TEXT SECTION
Open the chosen word alignment file in view mode and click on I<edit>
in the list of display styles. Word alignments will now be shown as
link-matrix with checkboxes for each word pair. Change the links as
you wish and click on the I<change> button if your satisfied. Go to
the next sentence pair by clicking on I<next>.


=head2 Can I word-align bitexts by hand?

Yes you can!
Open a sentence alignment file (the once called I<sent>) in view mode and 
click on I<wordalign>. The system will create an empty word alignment
file if there is no word alignment file for this language pair
already. Otherwise it will open the existing one and you may edit it.



=head2 What is the I<info> mode?

There is some more information for each document (e.g. status
infomation). Click on I<info> to activate the info mode and select the
document by clicking on the corresponding link (if you are in the info
mode).

=head2 What is I<preprocess>?

ENTRIES SHOWN
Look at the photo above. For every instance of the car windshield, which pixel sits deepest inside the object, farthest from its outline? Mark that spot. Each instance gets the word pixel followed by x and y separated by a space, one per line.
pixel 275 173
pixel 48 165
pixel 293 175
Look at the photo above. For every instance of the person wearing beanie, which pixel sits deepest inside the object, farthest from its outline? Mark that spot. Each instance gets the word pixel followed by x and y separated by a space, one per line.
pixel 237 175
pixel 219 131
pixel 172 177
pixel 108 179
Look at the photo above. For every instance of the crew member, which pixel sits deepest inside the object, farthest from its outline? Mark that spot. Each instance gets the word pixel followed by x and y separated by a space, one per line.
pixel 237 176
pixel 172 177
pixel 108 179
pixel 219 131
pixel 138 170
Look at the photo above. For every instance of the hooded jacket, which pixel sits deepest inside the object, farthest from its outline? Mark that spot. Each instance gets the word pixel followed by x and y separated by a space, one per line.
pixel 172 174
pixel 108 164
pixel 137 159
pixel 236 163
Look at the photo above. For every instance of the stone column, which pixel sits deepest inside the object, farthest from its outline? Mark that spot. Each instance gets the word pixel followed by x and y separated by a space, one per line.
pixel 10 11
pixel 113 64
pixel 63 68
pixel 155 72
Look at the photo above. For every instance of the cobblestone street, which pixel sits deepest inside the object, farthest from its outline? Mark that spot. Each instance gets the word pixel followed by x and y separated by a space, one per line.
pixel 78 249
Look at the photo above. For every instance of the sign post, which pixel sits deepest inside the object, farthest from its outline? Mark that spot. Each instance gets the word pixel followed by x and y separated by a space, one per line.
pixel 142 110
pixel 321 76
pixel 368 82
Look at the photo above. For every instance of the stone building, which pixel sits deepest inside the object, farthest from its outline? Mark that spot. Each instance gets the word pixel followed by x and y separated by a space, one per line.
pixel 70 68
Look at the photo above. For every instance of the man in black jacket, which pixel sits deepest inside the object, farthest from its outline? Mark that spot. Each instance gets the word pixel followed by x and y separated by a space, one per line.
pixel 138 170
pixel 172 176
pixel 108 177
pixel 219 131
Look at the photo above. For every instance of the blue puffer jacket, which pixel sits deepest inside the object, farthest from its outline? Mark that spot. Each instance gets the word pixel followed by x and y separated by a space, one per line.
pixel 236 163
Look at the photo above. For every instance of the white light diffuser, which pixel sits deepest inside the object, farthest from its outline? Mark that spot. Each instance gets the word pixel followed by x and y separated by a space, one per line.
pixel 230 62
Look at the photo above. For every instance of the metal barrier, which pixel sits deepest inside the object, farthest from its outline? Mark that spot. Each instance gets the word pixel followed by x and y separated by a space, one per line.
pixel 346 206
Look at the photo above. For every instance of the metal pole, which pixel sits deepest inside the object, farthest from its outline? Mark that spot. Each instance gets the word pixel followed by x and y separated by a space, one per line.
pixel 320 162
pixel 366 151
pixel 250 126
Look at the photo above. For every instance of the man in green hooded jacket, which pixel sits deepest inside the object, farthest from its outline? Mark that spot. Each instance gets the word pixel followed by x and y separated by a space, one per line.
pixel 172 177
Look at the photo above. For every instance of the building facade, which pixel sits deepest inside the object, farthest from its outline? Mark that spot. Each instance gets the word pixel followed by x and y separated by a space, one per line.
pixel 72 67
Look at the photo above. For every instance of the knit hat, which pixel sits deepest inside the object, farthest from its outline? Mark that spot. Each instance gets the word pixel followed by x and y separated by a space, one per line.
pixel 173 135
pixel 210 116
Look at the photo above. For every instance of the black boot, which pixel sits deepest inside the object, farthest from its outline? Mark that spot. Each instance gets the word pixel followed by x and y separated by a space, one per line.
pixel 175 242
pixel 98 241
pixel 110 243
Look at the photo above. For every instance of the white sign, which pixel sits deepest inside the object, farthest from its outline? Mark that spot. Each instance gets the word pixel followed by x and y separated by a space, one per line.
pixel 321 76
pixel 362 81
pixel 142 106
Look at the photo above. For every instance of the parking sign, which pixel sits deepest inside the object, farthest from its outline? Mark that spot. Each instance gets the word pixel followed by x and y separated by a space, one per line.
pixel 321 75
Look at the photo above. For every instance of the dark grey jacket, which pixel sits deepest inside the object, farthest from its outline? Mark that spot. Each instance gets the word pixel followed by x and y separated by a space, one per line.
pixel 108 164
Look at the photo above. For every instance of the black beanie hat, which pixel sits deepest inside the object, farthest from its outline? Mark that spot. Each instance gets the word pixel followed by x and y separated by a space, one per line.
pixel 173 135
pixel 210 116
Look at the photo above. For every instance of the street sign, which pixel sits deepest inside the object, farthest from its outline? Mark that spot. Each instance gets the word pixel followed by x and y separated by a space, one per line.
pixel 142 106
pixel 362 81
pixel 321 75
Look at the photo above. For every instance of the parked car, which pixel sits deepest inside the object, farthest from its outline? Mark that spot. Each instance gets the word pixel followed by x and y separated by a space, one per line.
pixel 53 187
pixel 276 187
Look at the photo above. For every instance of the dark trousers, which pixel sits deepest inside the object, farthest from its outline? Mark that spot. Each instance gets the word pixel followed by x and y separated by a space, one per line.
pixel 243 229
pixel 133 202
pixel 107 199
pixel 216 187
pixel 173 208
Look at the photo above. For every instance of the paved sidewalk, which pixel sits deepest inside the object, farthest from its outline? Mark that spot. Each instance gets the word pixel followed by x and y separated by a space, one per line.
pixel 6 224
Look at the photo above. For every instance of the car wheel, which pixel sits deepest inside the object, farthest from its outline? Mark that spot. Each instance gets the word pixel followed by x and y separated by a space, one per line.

PROBLEMS TO SOLVE
1. Copy the word alignment FAQ from "There is some" through "What is I<preprocess>?".
2. Answer these questions from the word alignment FAQ:
(a) After edit is chosen in view mode, how are word alignments shown?
(b) What does the system create when wordalign is clicked and no word alignment file exists for the language pair?
(c) Once info mode is active, how is a document selected?
3. For each statement, say whether it agrees with the word alignment FAQ. Give yes or no and quote the deciding words.
(a) Choosing edit displays word alignments as a matrix with a checkbox for each word pair.
(b) Clicking wordalign always replaces an existing word alignment file with an empty one.
(c) Bitexts cannot be word-aligned by hand.
The rows come from a separate source unrelated to the word alignment FAQ.

SOLUTION LIST
1.
There is some more information for each document (e.g. status
infomation). Click on I<info> to activate the info mode and select the
document by clicking on the corresponding link (if you are in the info
mode).

=head2 What is I<preprocess>?

2.
(a) As a link-matrix with checkboxes for each word pair.
(b) An empty word alignment file.
(c) By clicking on the corresponding link.

3.
(a) Yes: "Word alignments will now be shown as link-matrix with checkboxes for each word pair."
(b) No: "Otherwise it will open the existing one and you may edit it."
(c) No: "Yes you can!"